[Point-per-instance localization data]
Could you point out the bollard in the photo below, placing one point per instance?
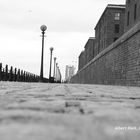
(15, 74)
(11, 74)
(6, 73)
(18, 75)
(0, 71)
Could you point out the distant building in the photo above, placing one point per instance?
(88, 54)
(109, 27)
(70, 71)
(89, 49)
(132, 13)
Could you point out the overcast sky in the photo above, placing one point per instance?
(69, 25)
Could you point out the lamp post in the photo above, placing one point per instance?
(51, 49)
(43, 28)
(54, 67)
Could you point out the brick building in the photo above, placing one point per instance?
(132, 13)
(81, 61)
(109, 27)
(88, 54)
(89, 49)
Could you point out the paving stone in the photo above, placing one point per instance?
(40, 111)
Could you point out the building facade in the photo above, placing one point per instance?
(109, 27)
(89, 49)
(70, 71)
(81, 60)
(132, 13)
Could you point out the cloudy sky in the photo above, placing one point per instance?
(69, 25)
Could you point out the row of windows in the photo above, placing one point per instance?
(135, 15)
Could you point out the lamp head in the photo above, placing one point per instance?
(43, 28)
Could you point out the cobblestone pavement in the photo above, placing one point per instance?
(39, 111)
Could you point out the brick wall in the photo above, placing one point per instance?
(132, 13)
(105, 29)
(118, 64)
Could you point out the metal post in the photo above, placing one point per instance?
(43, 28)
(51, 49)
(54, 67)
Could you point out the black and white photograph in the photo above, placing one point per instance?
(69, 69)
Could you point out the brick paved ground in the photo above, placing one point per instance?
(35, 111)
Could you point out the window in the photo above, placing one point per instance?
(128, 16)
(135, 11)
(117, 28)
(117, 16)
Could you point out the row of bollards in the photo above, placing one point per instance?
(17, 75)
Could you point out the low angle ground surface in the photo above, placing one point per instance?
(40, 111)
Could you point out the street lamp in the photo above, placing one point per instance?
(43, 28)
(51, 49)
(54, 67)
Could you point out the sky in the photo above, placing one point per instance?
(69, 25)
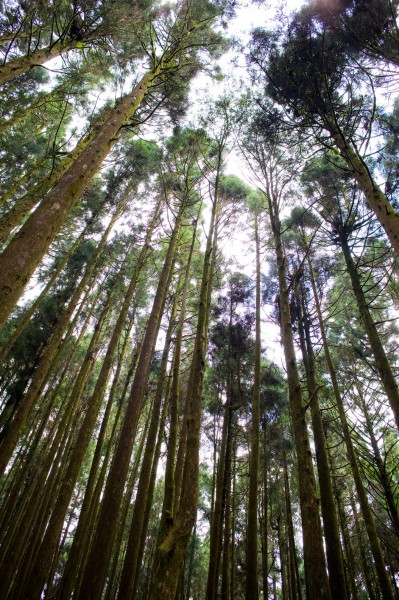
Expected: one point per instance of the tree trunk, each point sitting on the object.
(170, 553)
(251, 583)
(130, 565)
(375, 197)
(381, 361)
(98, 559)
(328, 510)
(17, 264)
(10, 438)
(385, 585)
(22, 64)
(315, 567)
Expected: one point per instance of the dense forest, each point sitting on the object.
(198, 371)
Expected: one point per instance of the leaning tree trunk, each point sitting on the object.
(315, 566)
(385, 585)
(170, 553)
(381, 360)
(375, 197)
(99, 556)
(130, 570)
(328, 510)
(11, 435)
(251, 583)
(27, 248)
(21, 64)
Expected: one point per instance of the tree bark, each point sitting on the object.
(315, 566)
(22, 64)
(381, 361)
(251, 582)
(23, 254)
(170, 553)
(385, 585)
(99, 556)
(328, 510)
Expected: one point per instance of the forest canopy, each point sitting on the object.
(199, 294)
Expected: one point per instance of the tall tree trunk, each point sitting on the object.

● **WHAT NEEDS TO BE DONE**
Leaving the pictures out, set down all of the data again exactly.

● **ANSWER TO THIS TASK**
Could you point out the bollard in the photo below, placing one point per instance?
(15, 74)
(11, 74)
(6, 73)
(18, 75)
(0, 71)
Could you point out the distant building in the photo above, placing one point per instance?
(88, 54)
(109, 27)
(70, 71)
(89, 49)
(132, 13)
Could you point out the overcast sky in the photo above, placing one point per instance?
(69, 25)
Could you point out the lamp post in the photo above, placing one point per instance?
(51, 49)
(43, 28)
(54, 67)
Could you point out the brick building in the photo above, placing one point per instance?
(132, 13)
(81, 61)
(109, 27)
(88, 54)
(89, 49)
Could you point out the paving stone in the photo above, placing one point per instance?
(40, 111)
Could you point out the building facade in the photo above, placing one point per instance?
(109, 27)
(89, 49)
(70, 71)
(81, 60)
(132, 13)
Could you point out the cloudy sky in the photo above, placing one point per instance?
(69, 25)
Could you point out the row of windows in the photo above, placing one point per instance?
(135, 15)
Could you point out the lamp head in the photo above, placing one point per instance?
(43, 28)
Could you point out the cobblestone pavement in the photo above, placing one point per instance?
(39, 111)
Could you point out the brick wall in the photo above, placing one point per instance?
(132, 13)
(105, 29)
(118, 64)
Could you point out the metal post in the photo above, placing one point per instance?
(43, 28)
(51, 49)
(54, 67)
Could you point out the black and white photograph in the photo above, placing one point per instance?
(69, 69)
Could you point out the brick paved ground in the photo above, placing one point per instance?
(35, 111)
Could you point out the window in the photo above, placing one point per instance?
(128, 16)
(135, 11)
(117, 28)
(117, 16)
Could you point out the row of bollards in the photo above, placing one point per instance?
(17, 75)
Could you point out the low angle ground surface in the photo above, placing one point per instance?
(40, 111)
Could you point out the street lamp in the photo above, placing one point per instance?
(43, 28)
(51, 49)
(54, 67)
Could you point out the sky in the photo above, placing one point per instance?
(69, 25)
Expected: one point per instance of the tree trunk, each point sitting on the object.
(170, 553)
(251, 583)
(130, 565)
(375, 197)
(381, 361)
(98, 559)
(328, 510)
(17, 264)
(10, 438)
(385, 585)
(22, 64)
(315, 567)
Expected: one point per instance of the dense forest, each point sitting on the object.
(198, 371)
Expected: one point per instance of the leaning tree trunk, each point sitting on the object.
(315, 566)
(385, 585)
(170, 553)
(381, 360)
(375, 197)
(99, 556)
(130, 570)
(328, 510)
(11, 435)
(251, 583)
(27, 248)
(21, 64)
Expected: one point per instance of the tree bark, each point sitting on the object.
(315, 566)
(22, 64)
(381, 361)
(251, 582)
(23, 254)
(170, 553)
(385, 585)
(99, 556)
(328, 510)
Expected: one point per instance of the forest canopy, each point sitting on the object.
(199, 294)
Expected: one point per instance of the tall tree trunk, each point sitting on the object.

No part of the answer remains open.